Consigne 1:
Extrayez de la discussion ci-dessous le passage commençant par « Fais le ménage » et se terminant par « sur 'desktop pictures'. ».
Consigne 2:
Répondez brièvement aux questions suivantes d'après la discussion ci-dessous :
(a) D'après le premier message, à quelle fréquence le fond d'écran devrait-il changer ?
(b) Quel chemin Sly54 indique-t-il pour accéder aux fonds d'écran ?
(c) Dans quelle bibliothèque Meroe avait-il été envisagé de regarder ?

Texte présenté:
──────────────────────────────

# Emplacement des fond d'écran d'origine sous leopard ?



## Meroe (28 Janvier 2012)

Bonjour à tous,
Tout est dans le titre !

Je voudrais mettre le mode aléatoire pour que le fond d'écran change tous les jours automatiquement.

Sauf que : il n'y a des fond d'écran que je n'aime pas. Je voudrais conserver la diversité que propose Apple, mais effacer les quelques images que je n'aime pas.

Est-ce possible ? Si oui, comment faire pour les trouver et les mettre à la poubelle ?

Parce qu'apparemment on ne peut pas faire de sélection précise (dans les dossiers ou même d'un ou plusieurs dossiers) dans le mode aléatoire.

Je vous remercie tous de votre aide. Ca n'est pas un sujet dont notre vie dépend, c'est vrai ! Mais un peu de confort ne fait pas de mal !

Un très bon week end à tous où que vous soyez, de Parigris.


----------



## Sly54 (28 Janvier 2012)

Bonjour,



Meroe a dit:


> Est-ce possible ? Si oui, comment faire pour les trouver et les mettre à la poubelle ?


Ton disque dur / Bibliothèque / Desktop pictures.
Fais le ménage comme tu le souhaites


----------



## Meroe (29 Janvier 2012)

Sly54,

Merci, tu es un chef !

J'avais pensé à regarder dans 'bibliothèque', mais la mienne, pas celle du disque dur. Et je ne sais même pas si j'aurais tilté sur 'desktop pictures'.

Super, bon week end !

M.


----------



## Sly54 (29 Janvier 2012)

Meroe a dit:


> Merci, tu es un chef !


----------

──────────────────────────────

Entrées d'annotation de formes:

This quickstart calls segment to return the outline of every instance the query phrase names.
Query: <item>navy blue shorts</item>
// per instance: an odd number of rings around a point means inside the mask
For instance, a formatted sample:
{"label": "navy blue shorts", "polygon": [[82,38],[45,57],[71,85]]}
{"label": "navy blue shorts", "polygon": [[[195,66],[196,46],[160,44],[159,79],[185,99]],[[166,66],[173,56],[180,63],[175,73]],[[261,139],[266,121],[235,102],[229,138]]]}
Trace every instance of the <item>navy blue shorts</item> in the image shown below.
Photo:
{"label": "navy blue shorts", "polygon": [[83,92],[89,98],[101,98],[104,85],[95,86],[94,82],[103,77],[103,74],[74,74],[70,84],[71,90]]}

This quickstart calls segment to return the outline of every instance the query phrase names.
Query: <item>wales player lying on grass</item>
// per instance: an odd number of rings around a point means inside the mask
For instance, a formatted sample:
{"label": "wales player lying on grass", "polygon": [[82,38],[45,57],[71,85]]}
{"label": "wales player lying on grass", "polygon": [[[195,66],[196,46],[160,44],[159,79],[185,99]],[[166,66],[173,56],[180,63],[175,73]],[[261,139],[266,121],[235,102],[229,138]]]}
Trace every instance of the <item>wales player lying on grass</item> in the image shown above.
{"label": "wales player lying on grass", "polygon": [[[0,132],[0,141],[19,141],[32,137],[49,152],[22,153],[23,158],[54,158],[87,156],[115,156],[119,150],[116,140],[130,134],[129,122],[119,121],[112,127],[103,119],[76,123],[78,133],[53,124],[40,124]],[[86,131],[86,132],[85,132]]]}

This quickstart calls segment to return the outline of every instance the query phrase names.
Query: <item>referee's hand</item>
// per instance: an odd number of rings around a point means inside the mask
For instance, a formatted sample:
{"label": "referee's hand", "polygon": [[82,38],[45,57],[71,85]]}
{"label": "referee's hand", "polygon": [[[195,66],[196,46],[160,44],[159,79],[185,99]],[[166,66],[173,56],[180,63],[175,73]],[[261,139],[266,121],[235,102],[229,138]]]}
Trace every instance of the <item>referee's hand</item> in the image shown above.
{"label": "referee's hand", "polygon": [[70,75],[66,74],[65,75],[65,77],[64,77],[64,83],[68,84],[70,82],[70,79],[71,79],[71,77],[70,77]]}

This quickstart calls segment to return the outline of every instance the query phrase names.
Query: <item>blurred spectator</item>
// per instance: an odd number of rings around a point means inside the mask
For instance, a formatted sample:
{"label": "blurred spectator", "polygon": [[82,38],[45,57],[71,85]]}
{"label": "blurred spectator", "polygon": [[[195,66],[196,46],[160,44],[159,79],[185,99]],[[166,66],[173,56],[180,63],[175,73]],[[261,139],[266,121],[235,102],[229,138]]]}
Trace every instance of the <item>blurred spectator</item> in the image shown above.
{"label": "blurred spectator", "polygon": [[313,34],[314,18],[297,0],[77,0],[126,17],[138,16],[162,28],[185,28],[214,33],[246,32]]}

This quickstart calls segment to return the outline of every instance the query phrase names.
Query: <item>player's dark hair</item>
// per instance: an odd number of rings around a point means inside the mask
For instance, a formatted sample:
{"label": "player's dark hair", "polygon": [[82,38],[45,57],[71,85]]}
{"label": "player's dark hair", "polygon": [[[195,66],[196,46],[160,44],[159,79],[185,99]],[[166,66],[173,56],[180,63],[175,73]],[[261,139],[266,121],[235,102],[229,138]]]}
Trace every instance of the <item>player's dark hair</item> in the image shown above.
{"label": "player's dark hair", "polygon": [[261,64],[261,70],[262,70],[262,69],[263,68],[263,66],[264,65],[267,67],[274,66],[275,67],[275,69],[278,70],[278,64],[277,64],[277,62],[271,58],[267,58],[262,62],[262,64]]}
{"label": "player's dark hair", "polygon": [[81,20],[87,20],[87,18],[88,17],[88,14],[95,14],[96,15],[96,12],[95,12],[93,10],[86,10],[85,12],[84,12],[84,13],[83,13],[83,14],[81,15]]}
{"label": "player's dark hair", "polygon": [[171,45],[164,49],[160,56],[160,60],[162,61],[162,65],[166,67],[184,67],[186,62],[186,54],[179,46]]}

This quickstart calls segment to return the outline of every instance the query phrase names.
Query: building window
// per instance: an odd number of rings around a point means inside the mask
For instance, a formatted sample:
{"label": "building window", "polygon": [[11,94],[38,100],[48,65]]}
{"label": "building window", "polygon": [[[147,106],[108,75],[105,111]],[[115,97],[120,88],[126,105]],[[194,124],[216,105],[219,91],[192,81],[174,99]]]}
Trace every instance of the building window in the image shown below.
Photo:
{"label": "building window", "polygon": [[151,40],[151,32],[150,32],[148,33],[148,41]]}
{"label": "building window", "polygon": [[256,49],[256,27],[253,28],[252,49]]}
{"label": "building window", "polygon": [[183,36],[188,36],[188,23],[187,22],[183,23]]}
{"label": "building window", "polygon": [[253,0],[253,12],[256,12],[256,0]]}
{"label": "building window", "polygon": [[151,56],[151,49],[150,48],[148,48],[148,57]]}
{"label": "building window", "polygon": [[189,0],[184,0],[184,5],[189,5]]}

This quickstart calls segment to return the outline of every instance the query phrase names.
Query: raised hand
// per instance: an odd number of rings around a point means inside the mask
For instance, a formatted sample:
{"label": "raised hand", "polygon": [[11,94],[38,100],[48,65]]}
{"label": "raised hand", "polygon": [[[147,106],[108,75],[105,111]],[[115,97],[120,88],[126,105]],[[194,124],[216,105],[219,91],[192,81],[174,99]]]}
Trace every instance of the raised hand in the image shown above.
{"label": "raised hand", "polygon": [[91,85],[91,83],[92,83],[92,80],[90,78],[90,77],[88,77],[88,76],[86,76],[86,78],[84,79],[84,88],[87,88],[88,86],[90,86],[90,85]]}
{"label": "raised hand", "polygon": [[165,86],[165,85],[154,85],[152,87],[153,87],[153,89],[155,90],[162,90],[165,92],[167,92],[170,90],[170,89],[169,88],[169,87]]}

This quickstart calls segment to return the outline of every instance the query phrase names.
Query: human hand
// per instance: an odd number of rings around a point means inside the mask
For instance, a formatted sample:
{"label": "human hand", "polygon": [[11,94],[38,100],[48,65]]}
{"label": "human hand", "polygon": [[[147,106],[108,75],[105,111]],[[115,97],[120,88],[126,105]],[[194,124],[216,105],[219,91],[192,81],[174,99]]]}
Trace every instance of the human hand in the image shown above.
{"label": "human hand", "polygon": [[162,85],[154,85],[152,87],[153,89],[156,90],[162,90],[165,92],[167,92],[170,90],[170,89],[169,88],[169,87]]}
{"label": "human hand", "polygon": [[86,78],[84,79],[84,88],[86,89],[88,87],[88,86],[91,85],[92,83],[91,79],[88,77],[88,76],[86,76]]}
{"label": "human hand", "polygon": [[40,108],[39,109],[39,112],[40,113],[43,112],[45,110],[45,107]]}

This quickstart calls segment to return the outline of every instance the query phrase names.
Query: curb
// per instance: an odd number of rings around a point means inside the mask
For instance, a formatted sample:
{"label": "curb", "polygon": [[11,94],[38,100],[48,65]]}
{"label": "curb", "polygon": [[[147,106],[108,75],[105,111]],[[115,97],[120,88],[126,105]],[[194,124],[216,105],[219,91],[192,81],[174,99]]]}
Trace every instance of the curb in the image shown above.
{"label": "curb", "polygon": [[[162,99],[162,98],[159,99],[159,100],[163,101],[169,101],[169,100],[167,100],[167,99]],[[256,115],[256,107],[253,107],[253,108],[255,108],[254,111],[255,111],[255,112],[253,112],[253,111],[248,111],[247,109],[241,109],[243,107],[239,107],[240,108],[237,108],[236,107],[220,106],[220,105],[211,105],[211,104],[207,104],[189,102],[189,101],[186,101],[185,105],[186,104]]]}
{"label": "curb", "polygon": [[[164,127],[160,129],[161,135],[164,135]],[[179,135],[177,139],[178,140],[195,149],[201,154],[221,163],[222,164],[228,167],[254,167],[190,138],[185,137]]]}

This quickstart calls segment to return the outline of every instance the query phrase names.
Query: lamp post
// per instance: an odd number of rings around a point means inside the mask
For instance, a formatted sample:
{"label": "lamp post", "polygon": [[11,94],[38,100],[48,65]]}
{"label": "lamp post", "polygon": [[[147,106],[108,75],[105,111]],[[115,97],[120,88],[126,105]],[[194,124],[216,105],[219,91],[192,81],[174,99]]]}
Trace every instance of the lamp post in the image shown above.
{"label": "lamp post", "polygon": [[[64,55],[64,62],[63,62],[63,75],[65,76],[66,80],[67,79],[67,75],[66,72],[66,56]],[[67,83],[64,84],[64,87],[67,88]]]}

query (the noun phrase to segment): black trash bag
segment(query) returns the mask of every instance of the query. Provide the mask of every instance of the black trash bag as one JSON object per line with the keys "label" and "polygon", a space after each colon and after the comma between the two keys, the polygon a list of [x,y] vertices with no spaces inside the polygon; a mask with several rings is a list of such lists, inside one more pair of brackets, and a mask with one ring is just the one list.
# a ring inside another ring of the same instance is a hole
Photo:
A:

──────────────────────────────

Réponse attendue 1:
Fais le ménage comme tu le souhaites


----------



## Meroe (29 Janvier 2012)

Sly54,

Merci, tu es un chef !

J'avais pensé à regarder dans 'bibliothèque', mais la mienne, pas celle du disque dur. Et je ne sais même pas si j'aurais tilté sur 'desktop pictures'.

Réponse attendue 2:
(a) Tous les jours, automatiquement.
(b) Disque dur / Bibliothèque / Desktop pictures.
(c) Dans sa propre bibliothèque, pas dans celle du disque dur.